[Begin]

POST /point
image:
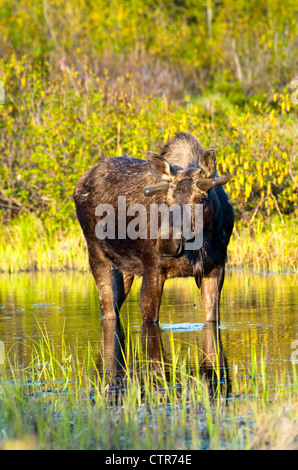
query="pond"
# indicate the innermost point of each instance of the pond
(258, 310)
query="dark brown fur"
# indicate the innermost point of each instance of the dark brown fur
(114, 263)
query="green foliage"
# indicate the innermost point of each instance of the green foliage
(250, 44)
(54, 130)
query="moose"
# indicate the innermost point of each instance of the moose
(184, 173)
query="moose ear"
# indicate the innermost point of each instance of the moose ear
(208, 163)
(160, 167)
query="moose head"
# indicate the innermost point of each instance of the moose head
(182, 186)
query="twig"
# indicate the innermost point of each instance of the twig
(292, 159)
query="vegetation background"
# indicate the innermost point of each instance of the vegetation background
(87, 79)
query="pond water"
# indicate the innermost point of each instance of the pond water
(257, 310)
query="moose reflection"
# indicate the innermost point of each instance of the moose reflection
(118, 360)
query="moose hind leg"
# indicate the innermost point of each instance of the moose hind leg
(112, 285)
(210, 290)
(151, 291)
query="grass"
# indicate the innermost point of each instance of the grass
(29, 245)
(69, 398)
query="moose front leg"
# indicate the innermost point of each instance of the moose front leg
(210, 290)
(151, 292)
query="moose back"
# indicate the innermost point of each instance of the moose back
(182, 175)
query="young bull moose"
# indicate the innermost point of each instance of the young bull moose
(184, 173)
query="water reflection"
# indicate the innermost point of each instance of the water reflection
(115, 364)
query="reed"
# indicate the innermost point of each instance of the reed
(65, 398)
(28, 245)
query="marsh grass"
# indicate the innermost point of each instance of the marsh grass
(68, 397)
(27, 244)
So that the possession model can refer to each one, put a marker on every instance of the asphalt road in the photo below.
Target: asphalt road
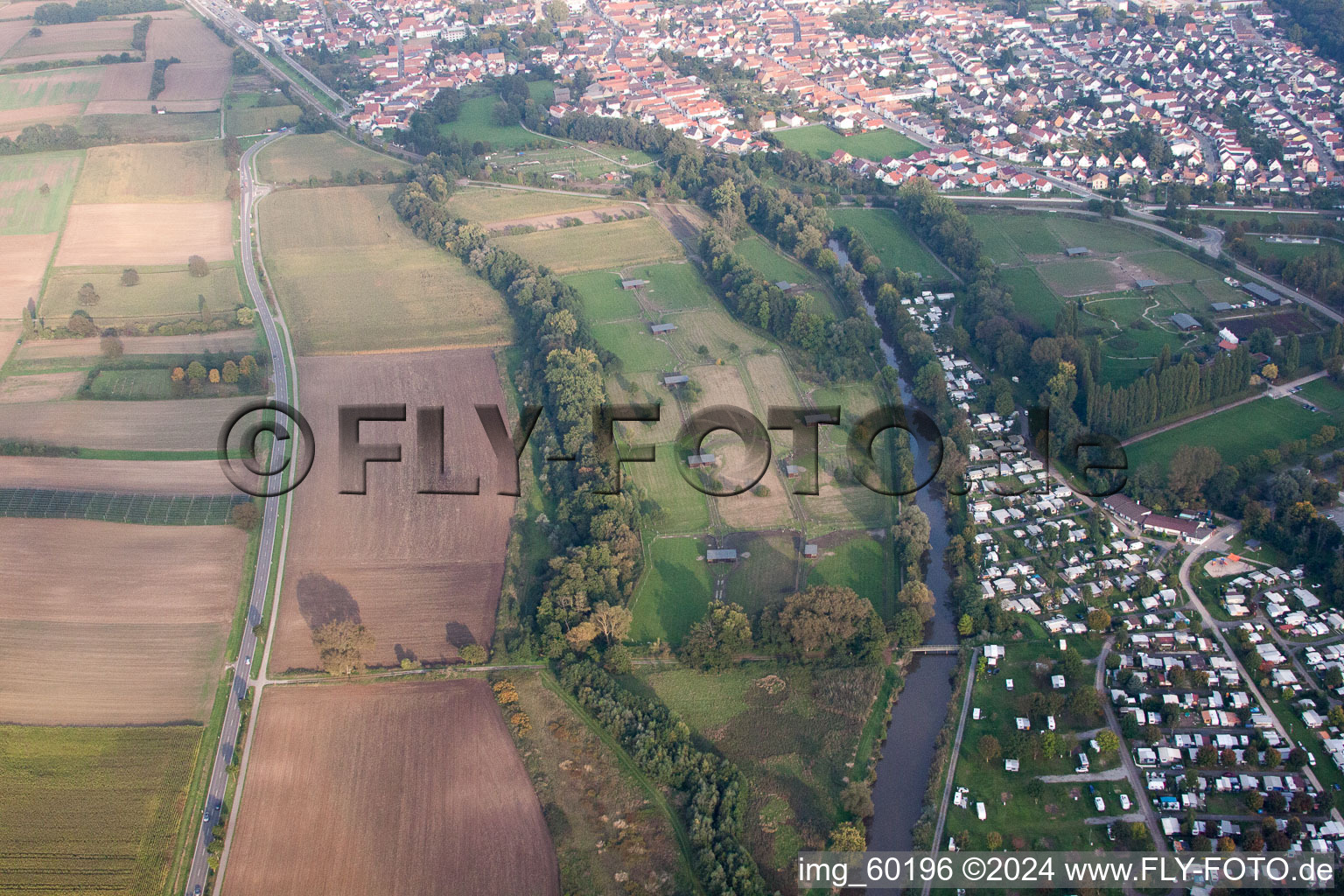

[End]

__Stated task__. From the line containing "So that the" down to the final line of the listing above, write out only those lines exactly as they are, minus the pictures.

__Full output__.
So that the possession model can refer to each one, put a marker on every instance of the asphalt road in the photo below.
Target: asphalt road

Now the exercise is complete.